§ **Aim**
Output the records exactly. Include every line.

Items from a data source:
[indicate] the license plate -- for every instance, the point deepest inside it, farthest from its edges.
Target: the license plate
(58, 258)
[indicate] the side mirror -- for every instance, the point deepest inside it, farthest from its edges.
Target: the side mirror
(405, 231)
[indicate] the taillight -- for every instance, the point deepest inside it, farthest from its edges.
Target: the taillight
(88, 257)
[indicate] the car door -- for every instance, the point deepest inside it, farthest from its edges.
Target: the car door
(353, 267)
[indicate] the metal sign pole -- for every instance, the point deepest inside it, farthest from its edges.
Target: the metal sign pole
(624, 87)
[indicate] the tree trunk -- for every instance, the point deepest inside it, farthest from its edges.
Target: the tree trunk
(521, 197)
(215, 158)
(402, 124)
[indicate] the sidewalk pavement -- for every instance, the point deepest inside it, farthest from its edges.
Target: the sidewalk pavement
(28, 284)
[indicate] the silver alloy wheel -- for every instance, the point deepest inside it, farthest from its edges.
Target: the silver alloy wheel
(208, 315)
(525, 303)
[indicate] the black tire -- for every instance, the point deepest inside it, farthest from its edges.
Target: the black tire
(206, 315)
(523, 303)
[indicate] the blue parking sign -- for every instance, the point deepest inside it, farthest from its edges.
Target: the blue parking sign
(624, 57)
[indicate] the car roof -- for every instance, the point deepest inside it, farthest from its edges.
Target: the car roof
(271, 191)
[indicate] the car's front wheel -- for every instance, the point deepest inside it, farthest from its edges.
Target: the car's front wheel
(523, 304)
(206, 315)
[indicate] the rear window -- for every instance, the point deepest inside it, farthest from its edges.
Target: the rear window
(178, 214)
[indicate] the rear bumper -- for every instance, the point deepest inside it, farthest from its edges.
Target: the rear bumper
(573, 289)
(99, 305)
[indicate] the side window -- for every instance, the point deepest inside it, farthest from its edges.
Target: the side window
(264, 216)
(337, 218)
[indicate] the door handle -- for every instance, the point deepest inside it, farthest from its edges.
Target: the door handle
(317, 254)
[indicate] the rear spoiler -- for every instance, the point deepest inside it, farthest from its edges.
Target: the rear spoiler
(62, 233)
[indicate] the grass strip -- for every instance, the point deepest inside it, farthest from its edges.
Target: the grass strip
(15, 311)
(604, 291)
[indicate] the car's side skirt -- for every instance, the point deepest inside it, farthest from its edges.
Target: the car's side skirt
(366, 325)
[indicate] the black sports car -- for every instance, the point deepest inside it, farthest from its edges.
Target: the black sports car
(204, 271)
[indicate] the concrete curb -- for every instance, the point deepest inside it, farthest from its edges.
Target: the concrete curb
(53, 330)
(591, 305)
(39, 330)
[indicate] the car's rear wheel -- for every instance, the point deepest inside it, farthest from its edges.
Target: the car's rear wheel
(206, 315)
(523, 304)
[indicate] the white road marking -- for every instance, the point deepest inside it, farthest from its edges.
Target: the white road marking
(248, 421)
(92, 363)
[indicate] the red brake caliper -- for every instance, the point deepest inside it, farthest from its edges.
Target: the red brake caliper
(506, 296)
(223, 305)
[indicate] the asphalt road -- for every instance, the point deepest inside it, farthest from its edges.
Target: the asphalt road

§ **Solution to this task**
[indicate] the license plate -- for every instance, the point deepest inside it, farthest from its edges.
Target: the license plate
(58, 258)
[indicate] the side mirror -- for every instance, the point deepest inside it, farthest from its edges.
Target: the side mirror
(405, 231)
[indicate] the taillight -- for every instance, the point deepest inside it, farthest from its edges.
Target: the taillight
(88, 257)
[indicate] the car door -- for every instance, the point deepest inside it, farthest from its edges.
Target: the car door
(353, 267)
[indicate] the metal sign pole -- for every instance, the point deepest inside it, farthest from its edges.
Target: the metal sign pole
(624, 87)
[indicate] the tree trunk -- for every instance, the point deepest inside it, farthest from its edges.
Target: the tree trunk
(521, 197)
(215, 158)
(402, 124)
[indicate] the sidewalk pavement -- for every instance, the point deepest inside it, farthest from its edges.
Target: the sidewalk pavement
(28, 284)
[indicate] the silver alloy wheel -- for every instance, the point deepest inside it, farthest from its edges.
Target: the silver alloy wheel
(208, 315)
(525, 303)
[indicate] the black tire -- for every instance, the point deepest inside it, farthest from its edges.
Target: the black tire
(206, 315)
(523, 303)
[indicate] the blue parking sign -- for every instance, the point deepest inside it, farthest from its edges.
Target: the blue parking sign
(624, 57)
[indicate] the car roof -- for every instance, the point deepest inside it, farthest from its edges.
Target: the car roof
(271, 191)
[indicate] the car's front wheel -- for every instance, the point deepest inside it, farthest from its edges.
Target: the car's front wheel
(523, 304)
(206, 315)
[indicate] the rear window -- for every instance, the point deepest inside it, farthest from its edges.
Target: the rear window
(178, 214)
[indicate] the rear bumper -- for every instance, the point deepest inside it, farthest from its edges.
Target: the rear bumper
(573, 289)
(99, 305)
[indicate] the side window -- for every instance, the point deepest inside it, farthest from its edges.
Target: the side window
(264, 216)
(337, 218)
[indicate] the door handle -- for every instance, the point deepest inside it, farthest from its edges.
Target: the door handle
(317, 254)
[indicate] the rear spoiler -- for every instance, the point deepest inside it, farthest from its edges.
Target: the rear spoiler
(62, 233)
[indicate] the grass strip -- for every instance, the point deepest inside it, farthest from its edges.
Target: the grass strip
(15, 311)
(604, 291)
[indicate] the car's side skirt -- for every instance, the point deepest inside it, farthest from its edges.
Target: the car's side skirt
(366, 325)
[indicate] the black sports car -- for every instance, the point deepest inside it, farthest from its edges.
Target: the black sports car
(204, 271)
[indicate] the concrete curb -- for every instance, the point deepest inside it, farthest from its edges.
Target: the concrete curb
(53, 330)
(591, 305)
(39, 330)
[indicate] the car's rear wheel -- for every instance, the point deepest inside it, farthest from its edges.
Target: the car's rear wheel
(206, 315)
(523, 304)
[indicate] the white road marking -- for every instance, the point deepest inside it, farthest from its edges.
Target: the white road marking
(248, 421)
(92, 363)
[indicate] the red brake caliper -- for every instance, the point deepest inside it, farthest from its edges.
Target: the red brake caliper
(506, 296)
(223, 305)
[indicate] the asphalt road -- for every instance, the point deepest inside it, farthest from its edges.
Target: the asphalt road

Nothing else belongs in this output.